** Exercise details **
Reproduce all of the records exactly.

--------------------

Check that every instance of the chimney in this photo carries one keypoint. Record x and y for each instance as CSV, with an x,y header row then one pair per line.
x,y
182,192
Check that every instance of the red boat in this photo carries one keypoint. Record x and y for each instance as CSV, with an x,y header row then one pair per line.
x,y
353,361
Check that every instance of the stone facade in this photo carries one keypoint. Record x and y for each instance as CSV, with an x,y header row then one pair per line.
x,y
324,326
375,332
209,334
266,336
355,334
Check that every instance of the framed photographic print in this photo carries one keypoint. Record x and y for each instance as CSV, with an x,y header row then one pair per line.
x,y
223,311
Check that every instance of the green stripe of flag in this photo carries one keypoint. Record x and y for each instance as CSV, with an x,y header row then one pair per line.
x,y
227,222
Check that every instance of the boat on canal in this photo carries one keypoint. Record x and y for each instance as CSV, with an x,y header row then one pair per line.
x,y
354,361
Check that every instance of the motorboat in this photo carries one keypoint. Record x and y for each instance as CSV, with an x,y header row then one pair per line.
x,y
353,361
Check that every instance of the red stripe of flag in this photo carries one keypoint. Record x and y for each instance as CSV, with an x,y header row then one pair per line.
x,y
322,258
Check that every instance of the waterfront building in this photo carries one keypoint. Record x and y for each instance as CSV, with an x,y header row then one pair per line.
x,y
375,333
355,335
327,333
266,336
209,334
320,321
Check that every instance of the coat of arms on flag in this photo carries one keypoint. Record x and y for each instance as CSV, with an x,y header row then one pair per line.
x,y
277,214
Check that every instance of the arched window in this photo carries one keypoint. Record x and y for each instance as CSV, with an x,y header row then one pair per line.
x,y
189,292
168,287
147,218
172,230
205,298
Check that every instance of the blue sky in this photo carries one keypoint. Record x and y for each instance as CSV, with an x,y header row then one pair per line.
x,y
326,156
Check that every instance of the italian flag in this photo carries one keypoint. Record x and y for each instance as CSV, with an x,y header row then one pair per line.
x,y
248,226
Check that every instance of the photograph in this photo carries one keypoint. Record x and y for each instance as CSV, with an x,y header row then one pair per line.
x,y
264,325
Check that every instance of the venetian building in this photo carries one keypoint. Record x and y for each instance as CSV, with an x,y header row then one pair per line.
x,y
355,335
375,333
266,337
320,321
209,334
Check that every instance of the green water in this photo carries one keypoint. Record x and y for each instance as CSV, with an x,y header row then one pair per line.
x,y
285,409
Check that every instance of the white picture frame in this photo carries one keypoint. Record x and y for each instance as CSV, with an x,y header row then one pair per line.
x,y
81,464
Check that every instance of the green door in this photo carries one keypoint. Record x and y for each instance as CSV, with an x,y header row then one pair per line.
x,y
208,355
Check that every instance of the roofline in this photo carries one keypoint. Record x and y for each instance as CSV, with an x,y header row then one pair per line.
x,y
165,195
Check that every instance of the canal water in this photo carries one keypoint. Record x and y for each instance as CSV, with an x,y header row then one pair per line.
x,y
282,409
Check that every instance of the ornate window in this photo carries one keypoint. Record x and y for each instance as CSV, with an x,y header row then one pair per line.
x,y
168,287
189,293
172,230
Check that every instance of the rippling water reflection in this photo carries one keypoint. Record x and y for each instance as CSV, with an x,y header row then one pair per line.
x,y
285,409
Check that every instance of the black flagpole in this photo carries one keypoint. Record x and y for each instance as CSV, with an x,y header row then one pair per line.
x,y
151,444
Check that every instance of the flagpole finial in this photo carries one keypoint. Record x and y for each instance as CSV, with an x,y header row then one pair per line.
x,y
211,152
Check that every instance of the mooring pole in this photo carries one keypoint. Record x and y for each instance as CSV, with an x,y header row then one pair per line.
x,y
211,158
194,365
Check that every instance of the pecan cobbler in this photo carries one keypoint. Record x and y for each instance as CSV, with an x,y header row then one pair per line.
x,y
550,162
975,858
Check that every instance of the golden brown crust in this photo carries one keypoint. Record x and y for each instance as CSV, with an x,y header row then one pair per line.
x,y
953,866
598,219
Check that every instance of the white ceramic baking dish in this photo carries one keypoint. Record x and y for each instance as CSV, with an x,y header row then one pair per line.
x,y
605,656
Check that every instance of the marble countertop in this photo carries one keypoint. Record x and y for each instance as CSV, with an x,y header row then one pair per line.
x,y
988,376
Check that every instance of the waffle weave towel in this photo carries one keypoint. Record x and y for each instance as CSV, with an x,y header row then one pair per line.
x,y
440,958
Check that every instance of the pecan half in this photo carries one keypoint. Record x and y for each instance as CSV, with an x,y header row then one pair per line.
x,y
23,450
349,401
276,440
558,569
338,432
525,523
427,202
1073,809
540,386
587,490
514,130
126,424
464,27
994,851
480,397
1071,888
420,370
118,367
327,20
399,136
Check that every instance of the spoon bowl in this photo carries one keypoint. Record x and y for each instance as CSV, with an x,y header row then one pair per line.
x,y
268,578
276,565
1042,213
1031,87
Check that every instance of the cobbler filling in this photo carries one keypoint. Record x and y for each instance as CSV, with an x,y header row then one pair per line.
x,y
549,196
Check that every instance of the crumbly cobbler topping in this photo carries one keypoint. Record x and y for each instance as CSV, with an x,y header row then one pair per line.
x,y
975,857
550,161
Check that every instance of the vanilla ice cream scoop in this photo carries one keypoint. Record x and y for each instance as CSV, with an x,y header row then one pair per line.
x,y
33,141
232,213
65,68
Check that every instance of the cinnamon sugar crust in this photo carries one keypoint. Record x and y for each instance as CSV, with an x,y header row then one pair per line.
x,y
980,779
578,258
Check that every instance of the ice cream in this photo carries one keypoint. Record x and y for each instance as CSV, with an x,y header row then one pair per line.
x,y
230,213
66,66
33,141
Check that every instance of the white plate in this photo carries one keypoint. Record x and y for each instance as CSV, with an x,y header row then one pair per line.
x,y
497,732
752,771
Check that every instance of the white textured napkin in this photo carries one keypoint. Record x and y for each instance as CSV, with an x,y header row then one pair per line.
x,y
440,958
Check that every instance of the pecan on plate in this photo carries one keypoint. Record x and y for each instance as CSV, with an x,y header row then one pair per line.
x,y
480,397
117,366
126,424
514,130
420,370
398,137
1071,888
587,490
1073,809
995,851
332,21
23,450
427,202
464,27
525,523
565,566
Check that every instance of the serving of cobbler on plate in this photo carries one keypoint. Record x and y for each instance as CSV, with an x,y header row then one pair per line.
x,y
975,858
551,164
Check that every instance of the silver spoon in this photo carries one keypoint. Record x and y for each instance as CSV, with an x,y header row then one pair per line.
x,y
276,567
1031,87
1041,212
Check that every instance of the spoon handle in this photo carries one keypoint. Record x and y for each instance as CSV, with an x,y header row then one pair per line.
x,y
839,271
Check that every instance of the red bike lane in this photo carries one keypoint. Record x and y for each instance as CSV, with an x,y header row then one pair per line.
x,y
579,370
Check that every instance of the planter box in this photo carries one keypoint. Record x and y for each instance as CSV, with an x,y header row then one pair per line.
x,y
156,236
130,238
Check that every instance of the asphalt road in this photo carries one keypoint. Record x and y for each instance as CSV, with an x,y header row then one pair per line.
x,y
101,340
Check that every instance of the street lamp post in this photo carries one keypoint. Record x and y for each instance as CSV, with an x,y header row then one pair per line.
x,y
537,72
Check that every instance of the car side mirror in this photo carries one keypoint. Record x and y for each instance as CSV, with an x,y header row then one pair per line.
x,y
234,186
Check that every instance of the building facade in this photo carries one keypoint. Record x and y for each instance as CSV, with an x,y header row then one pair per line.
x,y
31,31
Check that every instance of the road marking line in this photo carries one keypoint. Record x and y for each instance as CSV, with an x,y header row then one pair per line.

--------------------

** Answer to this problem **
Check that every instance of the chimney in this photo carries one keypoint. Record x and y for each instance as CSV, with an x,y header row then one pair per line.
x,y
182,192
Check that every instance of the red boat in this photo carries one keypoint. Record x and y for each instance as CSV, with an x,y header row then one pair per line.
x,y
353,361
Check that every instance of the stone facade in this photo carries one keypoint. Record x and y for each instance as CSV, with an x,y header row then one pair per line.
x,y
324,326
375,332
209,334
266,336
355,334
Check that every instance of the framed photographic print in this photo carries one keypoint. Record x and y for each instance as CSV, with an x,y header row then one pair per line.
x,y
223,311
Check that every instance of the green stripe of flag in this photo carries one keypoint. Record x and y for each instance as CSV, with an x,y header row then one pair per line.
x,y
227,222
Check that every instance of the boat on canal in this photo carries one keypoint. Record x and y for each instance as CSV, with an x,y header row then one pair per line.
x,y
354,361
Check that every instance of the motorboat in this photo carries one keypoint. Record x and y for each instance as CSV, with an x,y header row then one pair per line.
x,y
353,361
Check that every instance of the red stripe of flag in this photo carries one keypoint. Record x and y for each instance as CSV, with an x,y header row then one pair per line.
x,y
322,258
Check that every instance of the waterfront building in this photo carries one keypoint. Record x and y for each instance as CSV, with an x,y header row then one pair per line.
x,y
375,333
355,335
327,333
266,336
209,334
320,321
Check that every instance of the coat of arms on flag in this photo carries one keypoint. Record x and y for each instance as CSV, with an x,y header row then one pair per line.
x,y
277,214
Check that every instance of the arched window in this photo carries one keypoint. Record x and y for each instance as CSV, with an x,y header row then one pair per line.
x,y
189,292
168,287
147,218
172,230
205,298
Check that every instance of the blue sky in this photo carries one keypoint. Record x and y for each instance as CSV, with an x,y header row then one pair per line.
x,y
326,156
Check that every instance of the italian flag in this photo carries one keypoint. Record x and y for each instance as CSV, with an x,y header row then one pair per line.
x,y
248,226
Check that every instance of the photograph in this photo carries one keypoint. Record x and y for each instance as CSV, with an x,y header row then one pair per line.
x,y
264,325
Check that every instance of the venetian building in this photo carries one keypoint. Record x and y for each instance as CSV, with an x,y header row then one pair per line.
x,y
355,335
375,333
266,337
320,321
209,334
Check that every instance of the green water in this photo carries one keypoint. Record x and y for each instance as CSV, with an x,y header row then one pair per line.
x,y
285,409
Check that every instance of the white picture frame in this photo carries one keypoint. Record x and y for each instance as CSV, with an x,y header row then one pair per line.
x,y
81,464
Check that every instance of the green door in this photo carries one keypoint. Record x and y for each instance as CSV, with an x,y header row then one pair per line.
x,y
208,355
Check that every instance of the roofline in this photo carries one keypoint. Record x and y for each instance as CSV, with an x,y header row then one pair per line.
x,y
165,195
Check that every instance of the canal water in this photo carries one keypoint. Record x and y for each instance as CSV, with an x,y header row then one pair per line.
x,y
282,409
Check that every instance of the ornate window in this photo carries one keypoint. Record x and y for each instance as CSV, with an x,y header row then one pair per line.
x,y
168,287
189,293
172,230
Check that every instance of the rippling water reflection in this photo carries one keypoint. Record x and y for each instance as CSV, with an x,y header row then one pair per line.
x,y
285,409
Check that every instance of the black flagpole in this photo carries one keypoint. Record x and y for each instance as CSV, with an x,y header row then one pair per line.
x,y
151,444
Check that every instance of the flagpole finial in this photo carries one keypoint. Record x and y for each instance as CSV, with an x,y header row then one pair per line.
x,y
211,152
Check that every instance of the mooring pole in this photo carries one keypoint. Record x and y for each instance as CSV, with an x,y header row then one pair per line.
x,y
211,158
194,365
Check that every instance of the pecan cobbler in this photo carries one keypoint. Record x and y for each instance as CSV, with an x,y header row then one pair per line.
x,y
550,162
975,858
Check that every instance of the golden brown crust in this photo carries one keypoint. Record x and y for each instance as CSV, with an x,y header row then one pair per line.
x,y
953,866
598,219
Check that every instance of the white ceramic baking dish in this photo carries one keypoint. Record x and y for each instance as CSV, with an x,y header row then one pair per line.
x,y
605,656
Check that every instance of the marble countertop in this photo carries one keypoint. Record x and y for each instance as CSV, with an x,y header row then one pair per line.
x,y
988,376
Check that every instance of the waffle weave towel in this photo carries one keypoint. Record x and y for each instance as CSV, with an x,y header row then one pair per line.
x,y
440,958
Check that every instance of the pecan half in this photo carries one keypoint. Record x and y for each instance as CSV, with an x,y header row then one pair per line.
x,y
23,450
349,401
276,440
558,569
338,432
525,523
427,202
1073,809
540,386
587,490
514,130
126,424
464,27
994,851
480,397
1071,888
420,370
118,367
327,20
399,136
Check that every instance of the spoon bowl in this photo carries one keypoint. Record x and y for each instance as CSV, with an x,y header row then one pair per line.
x,y
268,578
276,565
1042,213
1031,87
Check that every instance of the cobbler filling in this photo carries one keypoint. Record x and y for each instance as CSV, with an x,y header row then one pair per line.
x,y
549,196
Check that every instance of the crumbly cobbler topping in this photo carries one keypoint. Record x and y for each instance as CSV, with an x,y header row then one pair per line.
x,y
975,857
550,161
Check that every instance of the vanilla ice cream scoop in this photo carries one keypoint. Record x and y for each instance as CSV, with an x,y header row then one pair per line.
x,y
33,141
232,213
65,68
Check that every instance of the cinnamon sugar crust in this photo carries one keypoint. Record x and y for each instance as CSV, with an x,y header row then one pair per line.
x,y
980,779
578,258
Check that every instance of the ice cream in this photo carries one keypoint. Record x and y for each instance as CSV, with an x,y header row then one pair per line.
x,y
230,213
66,66
33,141
Check that every instance of the white plate in this photo carries one keypoint. Record x and y for each instance as CSV, with an x,y header row then one pair per line.
x,y
497,732
752,771
Check that every instance of the white textured napkin in this photo carries one keypoint. Record x and y for each instance as CSV, with an x,y header row then one pair per line.
x,y
440,958
Check that every instance of the pecan on plate in this photo carries one keypoint. Record x and y for each instance as CSV, with an x,y header row then one pair per line.
x,y
480,397
117,366
126,424
514,130
420,370
398,137
1071,888
587,490
1073,809
995,851
332,21
23,450
427,202
464,27
525,523
565,566
Check that every instance of the serving of cobbler on plate in this photo carries one keypoint. Record x and y for each instance as CSV, with an x,y header row then one pair per line.
x,y
975,858
551,164
Check that every instance of the silver spoon in this photo carries one keypoint. Record x and y for each instance as CSV, with an x,y header row then one pair per line.
x,y
276,567
1031,87
1041,212
Check that every instance of the spoon handle in this photo carries one keypoint. Record x and y for each instance as CSV, with an x,y header row then one pair per line.
x,y
839,271
Check that every instance of the red bike lane in this photo carries one keypoint. Record x and y for each instance as CSV, with an x,y header row then one pair per line.
x,y
579,370
Check that every instance of the planter box in this photo carries one keypoint. Record x and y for each instance as CSV, with an x,y header row then one pair per line.
x,y
156,236
130,238
Check that every instance of the asphalt road in this photo carries one keypoint. Record x and y for each instance as CSV, with an x,y header row then one pair per line.
x,y
101,340
Check that every instance of the street lamp post in this photo carries one keypoint. Record x and y for each instance as CSV, with an x,y header row then one pair per line.
x,y
537,72
Check that every instance of the car side mirror in this photo carries one keypoint. Record x and y for each instance as CSV, with an x,y header row then one pair per line.
x,y
234,186
Check that every instance of the building facade in this photo carries one keypoint. Record x and y for each instance as CSV, with an x,y header row then one pair per line.
x,y
31,31
Check that every instance of the road marking line in this photo carries one keypoint. Record x and y for each instance as CSV, with an x,y header row then one pair per line.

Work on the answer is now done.